* [WORK INSTRUCTION]:
Working from the data below, write out exactly the lines from its first through the line that contains "x: 284, y: 190", both ends included and pictures omitted.

* [RECORD EXTRACTS]:
•••••

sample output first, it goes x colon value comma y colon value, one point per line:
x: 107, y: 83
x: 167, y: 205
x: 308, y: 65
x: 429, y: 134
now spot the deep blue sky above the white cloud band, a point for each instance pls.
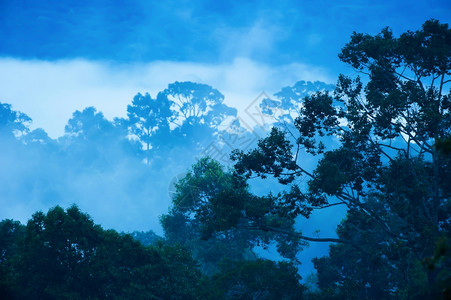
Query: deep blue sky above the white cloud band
x: 273, y: 32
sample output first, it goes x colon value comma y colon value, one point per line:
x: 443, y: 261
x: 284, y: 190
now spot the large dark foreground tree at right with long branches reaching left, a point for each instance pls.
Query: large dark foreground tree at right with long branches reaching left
x: 381, y: 165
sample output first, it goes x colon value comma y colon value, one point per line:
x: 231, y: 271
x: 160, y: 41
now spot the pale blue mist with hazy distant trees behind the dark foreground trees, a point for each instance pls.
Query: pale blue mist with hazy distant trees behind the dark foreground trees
x: 105, y: 168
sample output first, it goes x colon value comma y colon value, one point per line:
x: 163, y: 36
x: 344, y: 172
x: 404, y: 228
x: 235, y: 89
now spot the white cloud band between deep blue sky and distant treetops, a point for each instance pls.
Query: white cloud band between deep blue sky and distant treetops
x: 49, y: 92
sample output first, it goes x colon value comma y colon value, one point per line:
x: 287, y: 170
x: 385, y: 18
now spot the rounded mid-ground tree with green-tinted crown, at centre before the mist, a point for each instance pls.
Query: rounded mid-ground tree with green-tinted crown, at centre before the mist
x: 208, y: 200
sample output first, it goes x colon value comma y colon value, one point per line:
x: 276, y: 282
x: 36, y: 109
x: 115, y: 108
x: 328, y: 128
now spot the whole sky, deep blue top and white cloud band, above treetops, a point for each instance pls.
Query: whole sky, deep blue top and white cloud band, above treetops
x: 59, y: 56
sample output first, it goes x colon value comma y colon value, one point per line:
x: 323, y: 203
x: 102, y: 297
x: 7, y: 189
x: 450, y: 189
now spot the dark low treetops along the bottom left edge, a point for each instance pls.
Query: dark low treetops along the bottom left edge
x: 64, y: 255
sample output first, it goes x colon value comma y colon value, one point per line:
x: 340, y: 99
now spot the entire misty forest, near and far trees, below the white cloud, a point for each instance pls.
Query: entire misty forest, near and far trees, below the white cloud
x: 377, y: 144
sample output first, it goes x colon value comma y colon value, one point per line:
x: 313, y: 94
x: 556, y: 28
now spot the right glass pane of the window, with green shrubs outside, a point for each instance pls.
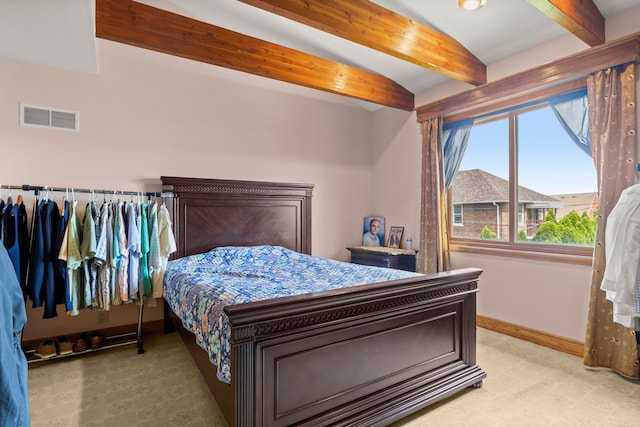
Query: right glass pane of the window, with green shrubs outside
x: 554, y: 176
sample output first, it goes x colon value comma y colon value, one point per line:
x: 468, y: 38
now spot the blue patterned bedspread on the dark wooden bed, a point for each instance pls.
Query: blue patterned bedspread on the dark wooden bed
x: 198, y: 287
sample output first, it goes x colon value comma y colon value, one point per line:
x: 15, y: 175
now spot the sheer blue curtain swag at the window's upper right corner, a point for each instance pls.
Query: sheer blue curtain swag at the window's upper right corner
x: 572, y: 110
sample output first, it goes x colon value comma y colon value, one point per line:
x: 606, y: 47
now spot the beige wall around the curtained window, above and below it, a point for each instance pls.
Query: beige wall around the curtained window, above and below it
x: 547, y: 296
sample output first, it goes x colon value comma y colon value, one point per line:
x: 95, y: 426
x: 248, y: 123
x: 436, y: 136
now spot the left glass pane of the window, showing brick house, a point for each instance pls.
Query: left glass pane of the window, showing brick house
x: 481, y: 186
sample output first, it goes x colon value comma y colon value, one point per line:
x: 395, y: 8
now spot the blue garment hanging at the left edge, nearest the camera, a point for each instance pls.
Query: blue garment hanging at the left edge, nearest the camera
x: 14, y: 398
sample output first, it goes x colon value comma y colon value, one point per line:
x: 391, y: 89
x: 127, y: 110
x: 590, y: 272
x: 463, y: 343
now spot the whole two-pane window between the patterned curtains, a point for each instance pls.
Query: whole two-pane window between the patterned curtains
x: 523, y: 183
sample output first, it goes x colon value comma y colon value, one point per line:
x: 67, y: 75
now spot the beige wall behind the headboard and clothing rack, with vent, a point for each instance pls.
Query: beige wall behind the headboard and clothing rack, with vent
x: 145, y: 115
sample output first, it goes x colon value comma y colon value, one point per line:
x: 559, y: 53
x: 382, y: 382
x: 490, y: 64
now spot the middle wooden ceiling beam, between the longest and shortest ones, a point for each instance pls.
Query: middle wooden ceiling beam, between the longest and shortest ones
x: 371, y: 25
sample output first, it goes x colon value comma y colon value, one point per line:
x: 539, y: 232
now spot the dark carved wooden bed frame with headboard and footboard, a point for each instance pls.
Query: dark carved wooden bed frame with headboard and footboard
x: 362, y: 356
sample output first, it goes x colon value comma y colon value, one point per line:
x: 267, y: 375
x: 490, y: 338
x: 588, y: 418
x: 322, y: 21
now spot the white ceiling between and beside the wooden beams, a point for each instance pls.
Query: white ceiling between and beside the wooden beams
x: 60, y: 33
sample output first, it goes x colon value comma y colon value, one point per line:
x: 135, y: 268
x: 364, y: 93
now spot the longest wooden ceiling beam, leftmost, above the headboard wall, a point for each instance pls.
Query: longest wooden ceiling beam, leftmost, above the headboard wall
x: 147, y: 27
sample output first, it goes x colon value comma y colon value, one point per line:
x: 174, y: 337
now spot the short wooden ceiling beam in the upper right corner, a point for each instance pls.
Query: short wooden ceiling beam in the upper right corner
x: 582, y: 18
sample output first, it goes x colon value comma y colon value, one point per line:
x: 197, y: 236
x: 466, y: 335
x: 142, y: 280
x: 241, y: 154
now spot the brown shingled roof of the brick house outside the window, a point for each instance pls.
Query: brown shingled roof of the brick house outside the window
x: 478, y: 186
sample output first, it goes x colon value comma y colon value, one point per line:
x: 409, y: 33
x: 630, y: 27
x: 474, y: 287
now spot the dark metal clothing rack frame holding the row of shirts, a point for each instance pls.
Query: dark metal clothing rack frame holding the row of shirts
x: 118, y: 340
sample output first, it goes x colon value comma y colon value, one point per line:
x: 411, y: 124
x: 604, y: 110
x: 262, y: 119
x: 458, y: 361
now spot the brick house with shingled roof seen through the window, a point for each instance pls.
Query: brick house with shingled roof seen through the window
x: 481, y: 200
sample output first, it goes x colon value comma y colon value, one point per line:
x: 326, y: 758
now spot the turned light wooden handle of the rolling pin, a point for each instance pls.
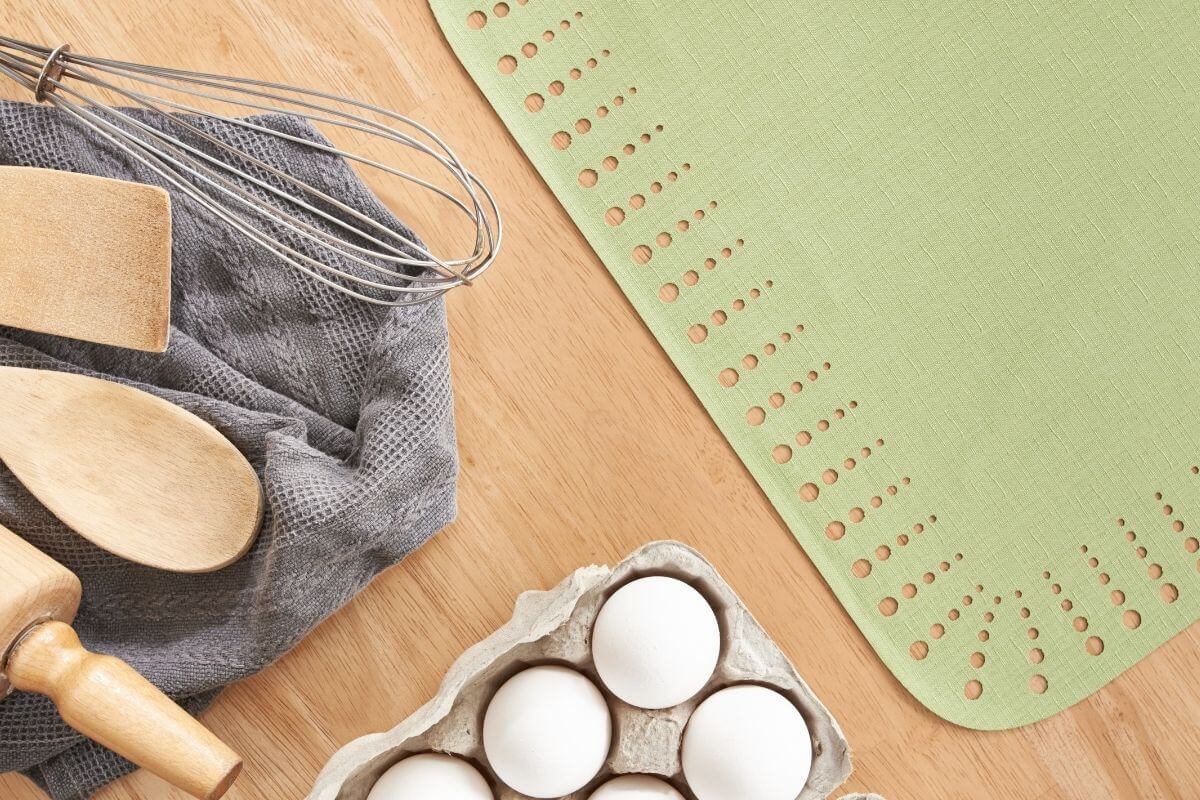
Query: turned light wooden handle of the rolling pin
x: 107, y: 701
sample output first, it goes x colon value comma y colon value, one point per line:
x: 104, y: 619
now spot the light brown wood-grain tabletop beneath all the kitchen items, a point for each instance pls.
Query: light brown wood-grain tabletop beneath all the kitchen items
x: 579, y: 443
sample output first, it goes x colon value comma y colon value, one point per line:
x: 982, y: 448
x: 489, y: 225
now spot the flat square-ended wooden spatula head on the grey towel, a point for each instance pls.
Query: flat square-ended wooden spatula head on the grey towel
x: 87, y: 258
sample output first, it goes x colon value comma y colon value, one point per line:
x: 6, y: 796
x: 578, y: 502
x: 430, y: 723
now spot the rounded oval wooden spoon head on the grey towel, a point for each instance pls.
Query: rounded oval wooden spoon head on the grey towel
x: 134, y: 474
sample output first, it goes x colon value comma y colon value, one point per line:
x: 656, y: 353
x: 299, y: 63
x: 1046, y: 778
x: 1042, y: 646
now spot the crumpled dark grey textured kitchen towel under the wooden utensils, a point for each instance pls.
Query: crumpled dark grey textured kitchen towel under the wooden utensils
x: 344, y: 408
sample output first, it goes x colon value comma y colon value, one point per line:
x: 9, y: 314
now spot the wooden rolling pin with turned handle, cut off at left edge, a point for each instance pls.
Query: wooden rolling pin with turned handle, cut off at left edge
x: 99, y: 696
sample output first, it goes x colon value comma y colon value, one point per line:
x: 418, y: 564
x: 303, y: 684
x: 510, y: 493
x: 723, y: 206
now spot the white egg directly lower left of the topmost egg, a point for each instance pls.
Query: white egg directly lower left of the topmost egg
x: 548, y: 732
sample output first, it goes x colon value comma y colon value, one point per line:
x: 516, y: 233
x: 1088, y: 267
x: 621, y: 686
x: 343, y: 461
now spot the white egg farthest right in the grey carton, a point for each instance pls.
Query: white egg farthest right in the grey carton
x: 747, y: 742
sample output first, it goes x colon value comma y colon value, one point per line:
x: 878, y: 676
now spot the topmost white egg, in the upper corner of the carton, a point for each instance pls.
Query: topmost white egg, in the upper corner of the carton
x: 656, y: 642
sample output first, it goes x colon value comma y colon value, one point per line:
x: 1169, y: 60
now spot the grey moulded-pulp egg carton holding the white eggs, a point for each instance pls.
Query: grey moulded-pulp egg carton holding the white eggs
x: 555, y: 628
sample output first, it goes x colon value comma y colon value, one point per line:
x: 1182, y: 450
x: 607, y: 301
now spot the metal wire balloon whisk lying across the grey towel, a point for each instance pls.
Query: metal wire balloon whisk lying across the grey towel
x: 343, y: 248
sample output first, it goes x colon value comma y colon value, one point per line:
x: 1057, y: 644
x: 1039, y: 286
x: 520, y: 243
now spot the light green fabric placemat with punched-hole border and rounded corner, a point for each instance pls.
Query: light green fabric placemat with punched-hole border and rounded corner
x: 933, y: 270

•••••

* [TASK OUTPUT]:
sample output first, it goes x colon value comma y colon value, one point per line:
x: 107, y: 83
x: 167, y: 205
x: 308, y: 65
x: 429, y: 134
now spot the deep blue sky above the white cloud band, a point for each instance pls.
Query: deep blue sky above the white cloud band
x: 273, y: 32
sample output first, it goes x colon value comma y colon value, one point per line:
x: 443, y: 261
x: 284, y: 190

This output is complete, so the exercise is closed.